• Aim: Please swap "blue sky" for "cloudless sky" in the listing below, starting at the line containing "Annotate the gray" and ending at the line containing "(1033, 637)". Return only those lines, with everything else left unchanged.

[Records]
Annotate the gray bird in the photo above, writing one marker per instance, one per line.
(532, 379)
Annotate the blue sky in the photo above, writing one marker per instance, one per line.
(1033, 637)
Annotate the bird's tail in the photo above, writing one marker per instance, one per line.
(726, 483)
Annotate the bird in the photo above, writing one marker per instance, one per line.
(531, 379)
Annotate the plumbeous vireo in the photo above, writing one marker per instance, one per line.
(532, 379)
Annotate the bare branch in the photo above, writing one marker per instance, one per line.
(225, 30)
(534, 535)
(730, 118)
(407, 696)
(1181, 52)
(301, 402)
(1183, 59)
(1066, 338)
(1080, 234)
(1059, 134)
* * *
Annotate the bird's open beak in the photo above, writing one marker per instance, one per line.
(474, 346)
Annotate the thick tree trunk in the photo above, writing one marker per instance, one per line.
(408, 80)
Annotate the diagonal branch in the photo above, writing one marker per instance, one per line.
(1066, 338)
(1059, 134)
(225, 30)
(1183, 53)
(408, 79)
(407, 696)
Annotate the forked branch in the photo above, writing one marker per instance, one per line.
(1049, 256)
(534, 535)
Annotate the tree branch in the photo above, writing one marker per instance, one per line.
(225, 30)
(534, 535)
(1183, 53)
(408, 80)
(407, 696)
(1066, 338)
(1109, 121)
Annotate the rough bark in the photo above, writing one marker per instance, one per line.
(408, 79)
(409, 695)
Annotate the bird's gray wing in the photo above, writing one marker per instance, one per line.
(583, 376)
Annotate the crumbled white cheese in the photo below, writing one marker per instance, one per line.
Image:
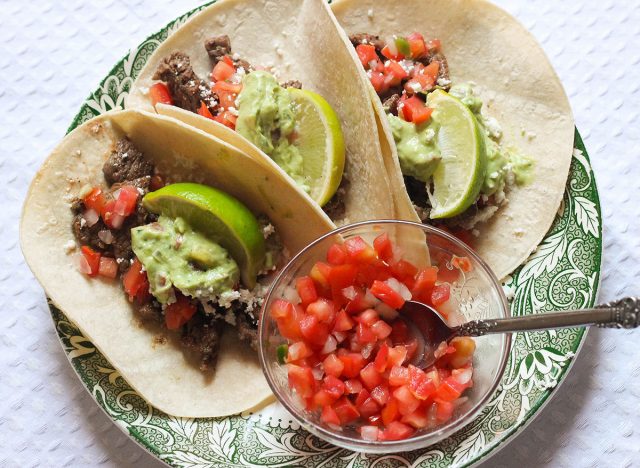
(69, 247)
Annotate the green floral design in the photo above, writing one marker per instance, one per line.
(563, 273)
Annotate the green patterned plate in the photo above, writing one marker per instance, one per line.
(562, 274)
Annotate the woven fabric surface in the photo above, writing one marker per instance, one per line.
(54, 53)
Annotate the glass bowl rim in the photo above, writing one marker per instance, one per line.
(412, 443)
---
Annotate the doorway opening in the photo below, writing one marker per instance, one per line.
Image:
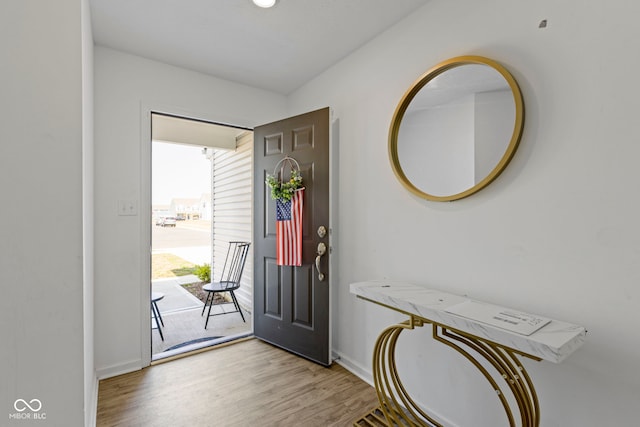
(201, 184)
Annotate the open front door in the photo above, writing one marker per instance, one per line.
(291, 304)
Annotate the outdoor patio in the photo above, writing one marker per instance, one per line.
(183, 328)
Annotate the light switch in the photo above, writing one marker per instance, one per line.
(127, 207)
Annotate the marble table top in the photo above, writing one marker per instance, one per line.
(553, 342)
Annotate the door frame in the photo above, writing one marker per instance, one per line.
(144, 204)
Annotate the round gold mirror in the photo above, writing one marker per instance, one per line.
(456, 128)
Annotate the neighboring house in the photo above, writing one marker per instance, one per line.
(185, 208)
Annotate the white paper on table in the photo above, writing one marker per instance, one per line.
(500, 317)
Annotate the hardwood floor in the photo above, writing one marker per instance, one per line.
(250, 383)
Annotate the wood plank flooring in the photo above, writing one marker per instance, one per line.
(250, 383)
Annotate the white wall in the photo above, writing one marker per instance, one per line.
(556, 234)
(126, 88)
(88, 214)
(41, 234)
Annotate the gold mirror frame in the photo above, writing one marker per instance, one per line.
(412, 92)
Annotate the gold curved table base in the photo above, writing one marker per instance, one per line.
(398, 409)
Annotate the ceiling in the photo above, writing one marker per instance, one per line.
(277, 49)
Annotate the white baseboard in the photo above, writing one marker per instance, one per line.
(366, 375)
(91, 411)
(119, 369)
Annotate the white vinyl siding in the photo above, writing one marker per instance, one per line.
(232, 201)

• Answer to the problem:
Annotate the gray bird in the photo above, writing one marker per instance, one per line.
(532, 379)
Annotate the cloudless sky in the photo above, writing one marker per instance, one per line.
(1033, 637)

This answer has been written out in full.